Available data >>

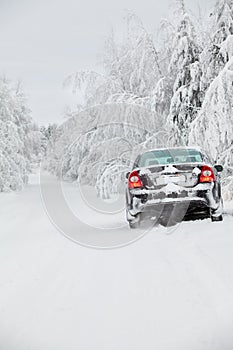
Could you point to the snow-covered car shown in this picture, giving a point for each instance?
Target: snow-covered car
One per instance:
(169, 185)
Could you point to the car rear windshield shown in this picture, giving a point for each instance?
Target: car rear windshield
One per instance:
(172, 156)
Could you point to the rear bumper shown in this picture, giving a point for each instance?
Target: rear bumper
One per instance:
(199, 199)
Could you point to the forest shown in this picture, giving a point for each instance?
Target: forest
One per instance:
(164, 89)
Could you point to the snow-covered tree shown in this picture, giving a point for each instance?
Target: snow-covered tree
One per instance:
(186, 69)
(221, 26)
(19, 138)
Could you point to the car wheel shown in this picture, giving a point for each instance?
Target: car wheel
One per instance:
(217, 218)
(135, 223)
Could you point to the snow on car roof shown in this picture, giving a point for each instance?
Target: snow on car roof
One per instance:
(193, 148)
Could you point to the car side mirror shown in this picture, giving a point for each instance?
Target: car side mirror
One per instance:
(219, 168)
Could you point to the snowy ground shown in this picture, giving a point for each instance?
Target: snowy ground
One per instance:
(166, 291)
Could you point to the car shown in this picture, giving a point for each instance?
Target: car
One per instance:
(173, 184)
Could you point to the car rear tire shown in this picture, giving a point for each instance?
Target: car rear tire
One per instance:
(136, 223)
(217, 218)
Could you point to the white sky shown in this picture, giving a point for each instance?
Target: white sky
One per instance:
(42, 41)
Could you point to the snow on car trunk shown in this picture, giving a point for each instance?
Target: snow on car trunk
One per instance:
(183, 175)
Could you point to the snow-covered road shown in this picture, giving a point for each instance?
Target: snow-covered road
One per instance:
(165, 291)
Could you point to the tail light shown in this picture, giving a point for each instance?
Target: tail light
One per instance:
(135, 180)
(207, 174)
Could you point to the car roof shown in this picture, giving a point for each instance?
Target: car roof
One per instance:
(173, 149)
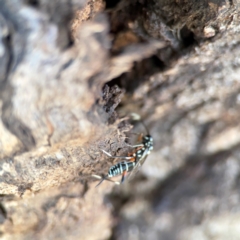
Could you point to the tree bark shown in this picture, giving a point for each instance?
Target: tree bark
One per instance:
(65, 68)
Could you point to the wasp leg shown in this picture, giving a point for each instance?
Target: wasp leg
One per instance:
(134, 146)
(108, 154)
(124, 176)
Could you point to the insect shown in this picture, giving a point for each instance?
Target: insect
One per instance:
(132, 162)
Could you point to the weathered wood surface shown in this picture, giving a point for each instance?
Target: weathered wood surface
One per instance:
(176, 63)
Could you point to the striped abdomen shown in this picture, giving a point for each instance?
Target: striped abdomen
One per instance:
(121, 167)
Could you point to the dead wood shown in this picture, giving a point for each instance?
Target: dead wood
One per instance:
(173, 62)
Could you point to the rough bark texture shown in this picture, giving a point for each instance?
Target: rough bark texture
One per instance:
(65, 66)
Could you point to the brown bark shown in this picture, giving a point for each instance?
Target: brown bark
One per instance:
(175, 63)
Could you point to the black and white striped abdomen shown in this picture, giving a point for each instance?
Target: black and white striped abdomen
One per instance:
(121, 167)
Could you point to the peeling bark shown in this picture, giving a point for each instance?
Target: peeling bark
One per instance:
(68, 75)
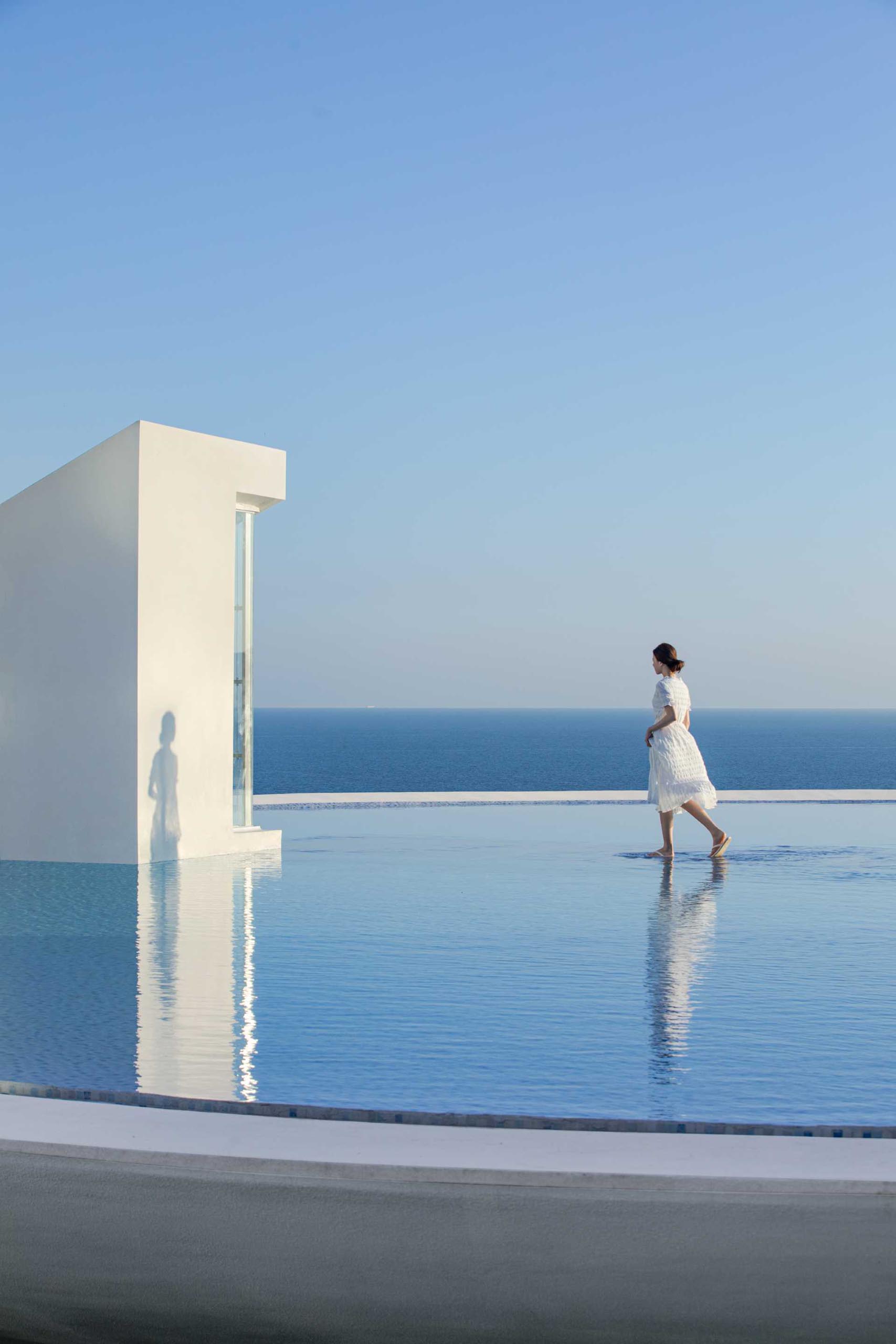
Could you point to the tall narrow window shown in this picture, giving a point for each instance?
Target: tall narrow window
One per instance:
(244, 671)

Exercise goal >> Would you please copy all lines in the data that contain the word "narrow"?

Answer for this exercise >>
Could you point to the tall narrow window shown in this picture, giving a point for each instance?
Target: tall narrow window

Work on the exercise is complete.